_Task requirements_
Reproduce, word for word, the part of the essay on balance that opens with the words "Control isn’t nice" and closes with "in unhealthy ways.".

The pursuit of balance

By Jeevan Farthing

Jeevan reflects on the importance (or unimportance) of obsessing over having the perfect balance in everyday life.

CW: eating disorders

“A balanced diet for women”; “a balanced diet for men”; “a balanced diet for toddlers”. All readily available on BBC Good Food, and well-intentioned, no doubt. Reference intakes and perfect portions to boot, these precise and calculated recipes purportedly manifest balance as dictated by the distinguished kcal, gram, or clenched fist.

How about a work-life balance? The printed grid, hour-by-hour, week-by-week, distributed to my 12-year old self before every set of exams was the supposed answer. This was Lenny’s revision schedule, an organisational masterpiece in which every ounce of enjoyment – attending church, playing rugby, practising piano – was seamlessly incorporated into 30-minute time slots. These could be found between an equal number of hours devoted daily to studying, themselves peppered with a randomly generated range of quantifiable topics.

Maybe my school was overly ambitious, quasi-preppy, even. But in an era of Studytubers and recipe TikTok, striving for success (healthy eating, academia or other endeavours) seems increasingly equated with the rigid imposition of balance by a distant third party. Alas the problem with balance in rows and columns, or any other carefully crafted concoction, is their necessary foundation of control. I’ve struggled with control, and if you’re scouring the internet for your twelfth new weekday routine – because it’ll be different this time – you probably do, too. 

Control isn’t nice to think about. The immediate connotation is a control freak – a loathsome boss with a micromanagement kink. For myself, control became a toxic coping mechanism: my hangover-related consumption of B1, B2 and B3 was not, in fact, the vitamins in Berocca, but the columns of an Excel spreadsheet. This was only made worse by my fundamental inability to control my relationship with control, and starting university was the perfect catalyst for this to manifest in unhealthy ways.

_Record set_

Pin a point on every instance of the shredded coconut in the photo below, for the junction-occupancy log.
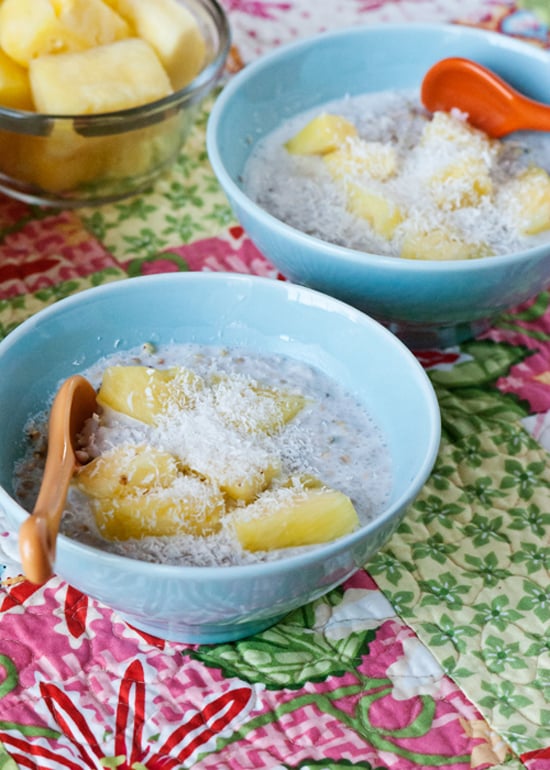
(331, 437)
(300, 191)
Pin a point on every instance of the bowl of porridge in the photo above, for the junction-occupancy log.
(349, 186)
(254, 443)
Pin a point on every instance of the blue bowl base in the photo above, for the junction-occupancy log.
(427, 337)
(202, 634)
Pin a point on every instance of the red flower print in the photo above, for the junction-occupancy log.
(81, 740)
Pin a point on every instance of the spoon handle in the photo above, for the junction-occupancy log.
(535, 116)
(37, 534)
(73, 404)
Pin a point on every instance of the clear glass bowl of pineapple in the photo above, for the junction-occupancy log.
(97, 97)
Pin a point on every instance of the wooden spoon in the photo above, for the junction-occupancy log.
(73, 404)
(491, 104)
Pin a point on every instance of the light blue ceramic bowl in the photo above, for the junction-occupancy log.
(194, 604)
(426, 303)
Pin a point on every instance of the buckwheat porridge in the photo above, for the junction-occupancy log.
(203, 455)
(379, 174)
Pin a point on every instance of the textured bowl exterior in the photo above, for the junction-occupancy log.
(195, 604)
(426, 303)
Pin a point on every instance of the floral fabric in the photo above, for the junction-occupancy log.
(435, 656)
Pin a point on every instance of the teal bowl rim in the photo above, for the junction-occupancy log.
(234, 191)
(320, 552)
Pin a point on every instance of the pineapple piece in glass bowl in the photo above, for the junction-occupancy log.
(86, 140)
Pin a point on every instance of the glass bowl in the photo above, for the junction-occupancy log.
(76, 160)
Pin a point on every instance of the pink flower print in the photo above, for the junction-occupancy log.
(433, 358)
(530, 381)
(257, 8)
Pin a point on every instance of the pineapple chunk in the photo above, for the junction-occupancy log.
(254, 408)
(189, 506)
(458, 134)
(247, 486)
(145, 393)
(30, 28)
(294, 518)
(323, 134)
(381, 212)
(117, 76)
(93, 21)
(438, 244)
(172, 31)
(356, 157)
(461, 183)
(15, 91)
(531, 191)
(126, 468)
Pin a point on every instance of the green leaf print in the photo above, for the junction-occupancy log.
(441, 475)
(503, 697)
(290, 653)
(445, 590)
(536, 599)
(137, 208)
(497, 613)
(448, 631)
(145, 242)
(482, 492)
(525, 479)
(500, 656)
(386, 562)
(433, 508)
(487, 362)
(401, 601)
(488, 569)
(483, 529)
(470, 452)
(514, 439)
(434, 548)
(530, 518)
(534, 558)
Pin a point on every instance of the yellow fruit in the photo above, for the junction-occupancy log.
(93, 21)
(125, 469)
(532, 193)
(254, 408)
(172, 31)
(438, 244)
(461, 183)
(15, 91)
(247, 485)
(446, 127)
(380, 211)
(145, 393)
(323, 134)
(30, 28)
(294, 518)
(356, 157)
(107, 78)
(190, 506)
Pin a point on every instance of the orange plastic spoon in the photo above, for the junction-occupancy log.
(73, 404)
(491, 104)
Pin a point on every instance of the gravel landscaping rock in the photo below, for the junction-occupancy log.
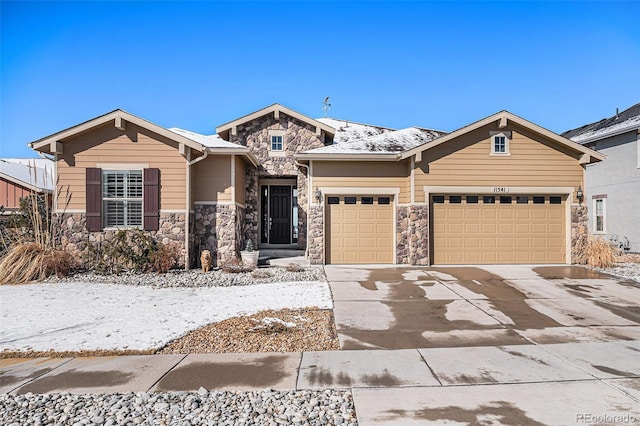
(628, 266)
(285, 330)
(268, 407)
(197, 278)
(623, 270)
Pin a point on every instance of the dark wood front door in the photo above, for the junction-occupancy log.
(280, 206)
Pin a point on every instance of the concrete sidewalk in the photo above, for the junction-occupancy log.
(521, 384)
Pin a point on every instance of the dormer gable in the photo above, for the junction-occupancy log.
(228, 130)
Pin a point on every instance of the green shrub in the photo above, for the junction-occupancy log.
(130, 250)
(235, 266)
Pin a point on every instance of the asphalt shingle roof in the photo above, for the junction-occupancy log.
(629, 118)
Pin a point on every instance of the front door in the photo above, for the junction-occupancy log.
(280, 214)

_Response to the task_
Control isn’t nice to think about. The immediate connotation is a control freak – a loathsome boss with a micromanagement kink. For myself, control became a toxic coping mechanism: my hangover-related consumption of B1, B2 and B3 was not, in fact, the vitamins in Berocca, but the columns of an Excel spreadsheet. This was only made worse by my fundamental inability to control my relationship with control, and starting university was the perfect catalyst for this to manifest in unhealthy ways.